The Machine Guided Energy Efficient Compiler (MAGEEEC) project was an InnovateUK supported research program led by Embecosm in partnership with the University of Bristol from May 2013 to November 2014.  Its goal was to make machine learning feasible in commercial compilers, specifically for generating energy efficient code on deeply embedded systems.  The target was to achieve a 20% reduction in typical code energy usage in deeply embedded systems.

MAGEEC built on the previous MILEPOST project, which demonstrated the concept of machine learning optimization in compilers using GCC 4.4.  MILEPOST was a three year collaboration between ARC international plc, IBM Haifa, The University of Edinburgh and INRIA, running from 2006 through 2009 and funded by the European Union.  While MILEPOST demonstrated the potential of the approach it was not easily portable to other compilers, was inflexible in its optimization criteria and used only one machine learning method.  Indeed even migrating the code from GCC 4.4 to GCC 4.5, a task carried out by Embecosm in 2010, proved a significant engineering challenge.

=-=-=-=-=

Task list:
(1) From the MAGEEC text, copy the passage from "MAGEEC built on" to "significant engineering challenge.".
(2) What evidence does the MAGEEC text give that MILEPOST was not easily portable? Answer in one to three sentences.

Listed records:
=-=-=-=-=

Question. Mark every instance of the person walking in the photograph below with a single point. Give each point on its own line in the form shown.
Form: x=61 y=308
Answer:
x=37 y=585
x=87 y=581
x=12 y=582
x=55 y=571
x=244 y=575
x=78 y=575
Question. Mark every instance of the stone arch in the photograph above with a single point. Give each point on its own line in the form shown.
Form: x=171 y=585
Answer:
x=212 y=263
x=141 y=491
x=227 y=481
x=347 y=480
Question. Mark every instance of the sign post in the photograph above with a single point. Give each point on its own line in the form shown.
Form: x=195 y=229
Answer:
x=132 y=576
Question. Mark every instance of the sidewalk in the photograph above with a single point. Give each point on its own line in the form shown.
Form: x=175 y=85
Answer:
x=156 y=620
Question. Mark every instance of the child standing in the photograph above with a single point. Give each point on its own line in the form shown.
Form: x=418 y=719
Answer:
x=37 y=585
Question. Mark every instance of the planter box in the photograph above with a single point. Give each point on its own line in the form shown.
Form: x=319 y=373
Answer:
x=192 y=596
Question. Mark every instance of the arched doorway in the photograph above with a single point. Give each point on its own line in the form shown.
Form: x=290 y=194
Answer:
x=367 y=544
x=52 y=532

=-=-=-=-=

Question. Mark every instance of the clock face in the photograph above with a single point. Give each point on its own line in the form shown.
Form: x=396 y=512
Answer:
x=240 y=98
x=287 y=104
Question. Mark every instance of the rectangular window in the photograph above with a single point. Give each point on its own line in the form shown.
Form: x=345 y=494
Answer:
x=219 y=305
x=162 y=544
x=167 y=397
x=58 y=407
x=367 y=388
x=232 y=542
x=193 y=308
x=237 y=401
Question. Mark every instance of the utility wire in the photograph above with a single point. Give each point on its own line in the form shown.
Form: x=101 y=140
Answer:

=-=-=-=-=

List of solutions:
(1)
MAGEEC built on the previous MILEPOST project, which demonstrated the concept of machine learning optimization in compilers using GCC 4.4.  MILEPOST was a three year collaboration between ARC international plc, IBM Haifa, The University of Edinburgh and INRIA, running from 2006 through 2009 and funded by the European Union.  While MILEPOST demonstrated the potential of the approach it was not easily portable to other compilers, was inflexible in its optimization criteria and used only one machine learning method.  Indeed even migrating the code from GCC 4.4 to GCC 4.5, a task carried out by Embecosm in 2010, proved a significant engineering challenge.

(2) Even migrating the MILEPOST code from GCC 4.4 to GCC 4.5 proved a significant engineering challenge. Embecosm carried out that migration in 2010.